— start RECORDS FOR PROCESSING —
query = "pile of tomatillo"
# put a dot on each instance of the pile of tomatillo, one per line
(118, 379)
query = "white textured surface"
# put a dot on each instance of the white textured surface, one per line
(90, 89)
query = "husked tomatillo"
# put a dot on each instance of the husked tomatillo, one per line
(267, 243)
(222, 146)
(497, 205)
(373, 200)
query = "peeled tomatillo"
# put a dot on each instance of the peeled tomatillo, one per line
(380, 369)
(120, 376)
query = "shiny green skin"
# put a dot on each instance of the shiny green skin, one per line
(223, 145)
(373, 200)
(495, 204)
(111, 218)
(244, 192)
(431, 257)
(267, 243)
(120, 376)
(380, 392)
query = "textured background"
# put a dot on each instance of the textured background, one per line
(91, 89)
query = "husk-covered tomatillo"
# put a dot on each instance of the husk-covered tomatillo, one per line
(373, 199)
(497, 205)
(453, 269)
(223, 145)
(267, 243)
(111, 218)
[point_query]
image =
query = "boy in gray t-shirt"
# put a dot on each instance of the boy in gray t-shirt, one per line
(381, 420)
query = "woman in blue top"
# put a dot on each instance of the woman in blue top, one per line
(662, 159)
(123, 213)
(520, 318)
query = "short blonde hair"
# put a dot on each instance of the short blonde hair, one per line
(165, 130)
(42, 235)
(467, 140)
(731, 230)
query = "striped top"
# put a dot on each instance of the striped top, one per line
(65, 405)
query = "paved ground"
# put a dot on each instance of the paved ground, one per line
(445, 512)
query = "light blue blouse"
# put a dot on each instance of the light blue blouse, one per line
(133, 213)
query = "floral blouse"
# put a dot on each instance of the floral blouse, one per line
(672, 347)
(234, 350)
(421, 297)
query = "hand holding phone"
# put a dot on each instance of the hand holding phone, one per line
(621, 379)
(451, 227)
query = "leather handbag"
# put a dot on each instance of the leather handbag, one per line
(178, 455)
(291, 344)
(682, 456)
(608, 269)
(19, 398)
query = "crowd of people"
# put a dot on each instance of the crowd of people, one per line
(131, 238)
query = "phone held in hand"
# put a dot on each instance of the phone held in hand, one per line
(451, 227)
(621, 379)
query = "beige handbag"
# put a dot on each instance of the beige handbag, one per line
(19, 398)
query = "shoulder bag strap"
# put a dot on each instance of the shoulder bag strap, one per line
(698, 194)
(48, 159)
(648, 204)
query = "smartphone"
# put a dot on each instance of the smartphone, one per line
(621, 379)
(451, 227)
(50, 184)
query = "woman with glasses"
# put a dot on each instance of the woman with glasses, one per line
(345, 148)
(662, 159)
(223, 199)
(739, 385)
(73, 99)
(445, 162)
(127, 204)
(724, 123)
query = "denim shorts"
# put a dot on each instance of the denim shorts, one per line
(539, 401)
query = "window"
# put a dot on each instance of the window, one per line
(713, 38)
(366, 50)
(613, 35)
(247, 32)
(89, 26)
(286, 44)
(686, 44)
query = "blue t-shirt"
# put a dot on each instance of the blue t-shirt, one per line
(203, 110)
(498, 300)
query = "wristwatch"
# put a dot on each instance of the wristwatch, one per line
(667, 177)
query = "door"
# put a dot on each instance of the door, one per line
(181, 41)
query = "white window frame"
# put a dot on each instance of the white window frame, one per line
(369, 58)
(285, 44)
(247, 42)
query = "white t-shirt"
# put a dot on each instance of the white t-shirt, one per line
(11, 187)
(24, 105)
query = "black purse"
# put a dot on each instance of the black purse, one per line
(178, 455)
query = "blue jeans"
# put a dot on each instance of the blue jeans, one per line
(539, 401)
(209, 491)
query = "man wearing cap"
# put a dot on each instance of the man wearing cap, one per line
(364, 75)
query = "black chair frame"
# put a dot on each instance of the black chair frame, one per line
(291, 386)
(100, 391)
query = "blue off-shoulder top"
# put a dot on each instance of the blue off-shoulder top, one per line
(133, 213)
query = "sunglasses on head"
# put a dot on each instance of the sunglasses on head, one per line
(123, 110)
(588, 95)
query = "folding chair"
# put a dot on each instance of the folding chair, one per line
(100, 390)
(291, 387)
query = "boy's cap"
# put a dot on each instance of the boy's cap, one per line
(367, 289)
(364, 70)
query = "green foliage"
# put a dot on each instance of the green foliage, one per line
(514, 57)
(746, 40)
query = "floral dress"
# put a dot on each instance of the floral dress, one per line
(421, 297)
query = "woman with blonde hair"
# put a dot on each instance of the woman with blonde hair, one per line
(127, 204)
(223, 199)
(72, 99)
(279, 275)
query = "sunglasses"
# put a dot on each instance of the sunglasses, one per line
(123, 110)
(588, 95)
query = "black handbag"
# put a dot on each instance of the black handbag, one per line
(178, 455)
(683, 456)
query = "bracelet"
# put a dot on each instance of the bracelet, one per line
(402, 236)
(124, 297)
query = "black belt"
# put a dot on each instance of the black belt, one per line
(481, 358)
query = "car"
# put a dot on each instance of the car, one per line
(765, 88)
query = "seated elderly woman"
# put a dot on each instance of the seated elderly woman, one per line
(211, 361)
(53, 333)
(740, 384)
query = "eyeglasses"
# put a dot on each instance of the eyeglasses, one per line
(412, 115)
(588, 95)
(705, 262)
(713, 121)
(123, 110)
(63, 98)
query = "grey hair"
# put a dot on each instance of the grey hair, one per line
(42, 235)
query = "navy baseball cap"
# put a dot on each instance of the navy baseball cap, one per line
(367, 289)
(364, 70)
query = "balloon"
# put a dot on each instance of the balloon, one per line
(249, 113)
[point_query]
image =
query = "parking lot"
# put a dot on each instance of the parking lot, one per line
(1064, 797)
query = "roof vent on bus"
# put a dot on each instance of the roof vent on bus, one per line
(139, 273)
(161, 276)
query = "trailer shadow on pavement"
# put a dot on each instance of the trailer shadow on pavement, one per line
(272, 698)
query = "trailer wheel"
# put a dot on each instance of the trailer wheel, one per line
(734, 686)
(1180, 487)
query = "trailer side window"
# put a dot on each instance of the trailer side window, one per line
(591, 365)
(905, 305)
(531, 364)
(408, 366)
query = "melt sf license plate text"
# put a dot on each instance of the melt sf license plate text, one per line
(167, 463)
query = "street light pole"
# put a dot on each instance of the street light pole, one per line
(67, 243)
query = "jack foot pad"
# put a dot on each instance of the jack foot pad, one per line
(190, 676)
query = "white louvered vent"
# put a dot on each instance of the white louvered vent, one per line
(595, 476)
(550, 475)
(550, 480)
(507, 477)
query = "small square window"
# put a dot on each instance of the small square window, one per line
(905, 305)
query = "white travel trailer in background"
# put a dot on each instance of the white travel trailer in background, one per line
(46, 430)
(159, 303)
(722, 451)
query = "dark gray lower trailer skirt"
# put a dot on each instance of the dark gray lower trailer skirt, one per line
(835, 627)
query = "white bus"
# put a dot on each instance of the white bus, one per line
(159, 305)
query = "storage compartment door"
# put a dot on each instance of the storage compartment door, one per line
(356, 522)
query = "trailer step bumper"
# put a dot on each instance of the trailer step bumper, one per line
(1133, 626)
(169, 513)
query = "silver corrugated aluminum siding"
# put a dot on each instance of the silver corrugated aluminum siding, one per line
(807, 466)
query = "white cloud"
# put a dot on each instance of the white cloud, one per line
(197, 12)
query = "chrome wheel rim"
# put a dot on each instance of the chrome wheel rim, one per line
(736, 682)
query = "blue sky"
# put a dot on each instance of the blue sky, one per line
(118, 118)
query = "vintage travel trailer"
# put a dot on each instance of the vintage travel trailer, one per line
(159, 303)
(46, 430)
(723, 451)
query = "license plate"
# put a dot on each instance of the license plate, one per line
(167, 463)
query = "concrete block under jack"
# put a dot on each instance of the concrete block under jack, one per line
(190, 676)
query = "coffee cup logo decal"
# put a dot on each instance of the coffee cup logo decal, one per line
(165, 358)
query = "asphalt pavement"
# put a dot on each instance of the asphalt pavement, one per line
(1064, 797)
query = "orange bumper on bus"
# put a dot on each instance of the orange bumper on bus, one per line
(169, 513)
— end RECORDS FOR PROCESSING —
(WHAT YOU HAVE TO DO): Gather every line from the listing above that contains the string "people", matching its case exactly.

(RESPONSE BELOW):
query = "crowd of people"
# put a dot on each instance of the crowd of people, one per line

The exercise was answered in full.